● **What you should do**
Copy out all of the material below, substituting "Points" for every "Locations" and changing nothing else. Leave the pictures out of your copy.

● **Task inputs**
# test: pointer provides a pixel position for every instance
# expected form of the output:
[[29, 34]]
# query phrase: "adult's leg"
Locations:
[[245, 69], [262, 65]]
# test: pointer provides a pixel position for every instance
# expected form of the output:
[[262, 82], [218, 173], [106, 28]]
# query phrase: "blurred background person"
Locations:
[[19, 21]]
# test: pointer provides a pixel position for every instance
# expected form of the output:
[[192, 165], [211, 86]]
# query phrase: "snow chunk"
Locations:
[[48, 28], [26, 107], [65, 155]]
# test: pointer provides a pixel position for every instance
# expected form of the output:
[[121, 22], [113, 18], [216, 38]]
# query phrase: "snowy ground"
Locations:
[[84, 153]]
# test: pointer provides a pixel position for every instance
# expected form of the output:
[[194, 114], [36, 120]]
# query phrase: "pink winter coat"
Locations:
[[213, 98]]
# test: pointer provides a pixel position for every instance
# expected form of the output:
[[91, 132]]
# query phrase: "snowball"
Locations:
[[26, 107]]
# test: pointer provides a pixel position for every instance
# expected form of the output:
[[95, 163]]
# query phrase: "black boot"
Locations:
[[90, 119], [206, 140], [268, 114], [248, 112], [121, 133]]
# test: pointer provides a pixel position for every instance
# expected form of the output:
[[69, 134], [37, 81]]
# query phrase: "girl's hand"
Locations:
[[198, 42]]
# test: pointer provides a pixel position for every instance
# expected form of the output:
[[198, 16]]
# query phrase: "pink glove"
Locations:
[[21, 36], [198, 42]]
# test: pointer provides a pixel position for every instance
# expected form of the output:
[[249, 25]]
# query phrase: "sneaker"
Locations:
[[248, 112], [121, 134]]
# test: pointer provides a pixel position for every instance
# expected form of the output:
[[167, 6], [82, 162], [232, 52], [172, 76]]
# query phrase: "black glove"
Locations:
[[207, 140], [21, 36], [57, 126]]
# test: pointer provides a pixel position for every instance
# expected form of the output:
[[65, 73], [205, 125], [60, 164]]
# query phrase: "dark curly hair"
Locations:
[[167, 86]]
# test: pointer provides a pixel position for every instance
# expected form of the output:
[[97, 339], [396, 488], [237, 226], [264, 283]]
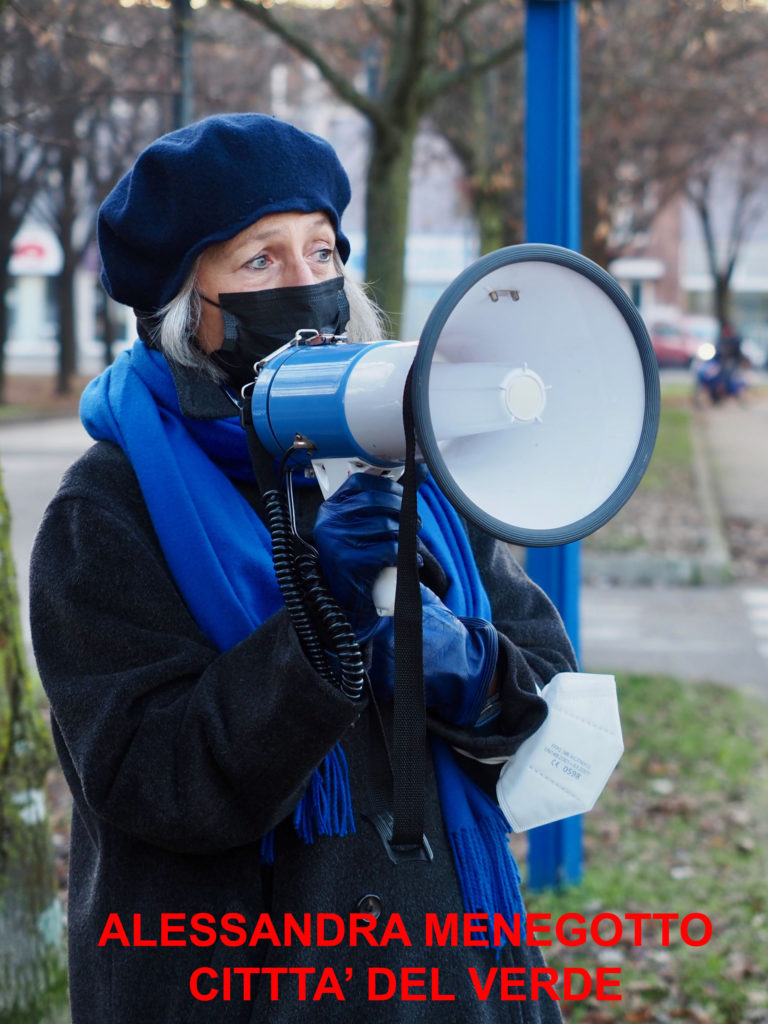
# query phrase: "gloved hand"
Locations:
[[460, 656], [355, 535]]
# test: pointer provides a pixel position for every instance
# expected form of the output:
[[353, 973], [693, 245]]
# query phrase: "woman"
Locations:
[[224, 786]]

● **Result of this exercise**
# test: pointer provides a pixel position for every instance
# expected form of the output:
[[29, 34]]
# query phrase: "adult's leg"
Points:
[[245, 69], [262, 65]]
# test: pointer provides a pixel position for every instance
# expected form of the output:
[[262, 82], [218, 173], [106, 28]]
# query phrase: "blurred background person"
Points:
[[19, 21]]
# test: pointer provides a pixel position for every instance
# expected form of the output:
[[192, 165], [211, 86]]
# query phrase: "snow chunk"
Points:
[[48, 28], [26, 107], [65, 155]]
# test: pointer provides a pixel position for every instance
# expected form of the output:
[[121, 22], [113, 18], [216, 38]]
# query phrase: "snowy ground"
Points:
[[84, 153]]
# test: pointer provides a pixel position for every instance
# expected form of the output:
[[194, 114], [36, 120]]
# query phrase: "pink winter coat"
Points:
[[213, 98]]
# test: pointer provides a pixel position for every instance
# expected form of the output:
[[91, 132]]
# query phrase: "snowball"
Points:
[[26, 107]]
# test: pointer provides a pixel position for every instance
# expected form of the output:
[[95, 163]]
# query phrase: "black boot"
Points:
[[90, 119], [206, 140], [268, 114], [248, 112], [121, 133]]
# test: pointer provides a pixel position for every instance
# expected form of the output:
[[69, 134], [37, 81]]
# query phrase: "girl's hand"
Points:
[[198, 42]]
# test: pointer provides a pixel position for every instance
# expected form of the output:
[[198, 16]]
# query phrase: "pink glove"
Points:
[[21, 36], [198, 42]]
# test: pointer provides a pixel position for every instance
# expected form of the output:
[[249, 25]]
# query phrase: "sneaker"
Points:
[[248, 112], [121, 134]]
# test: pointer provides a pixel position for every instance
# expected form of the output:
[[167, 6], [82, 162], [232, 52], [172, 76]]
# query phrase: "black glove"
Points:
[[207, 140], [21, 36], [57, 126]]
# test: pointer provides a pixel position for every instance
# expected form of the output:
[[65, 73], [205, 125], [60, 164]]
# query phrase: "dark curly hair"
Points:
[[167, 86]]
# test: pointer provides a pixel position for every instance
# expected form of the output:
[[97, 339], [396, 488], [237, 226], [264, 283]]
# query phrase: "gloved hand"
Points:
[[460, 656], [355, 535]]
# test: pointer provides a pixel position for every instance
# expected form of the output:
[[353, 973], [693, 245]]
# query phrase: "woman"
Points:
[[224, 786]]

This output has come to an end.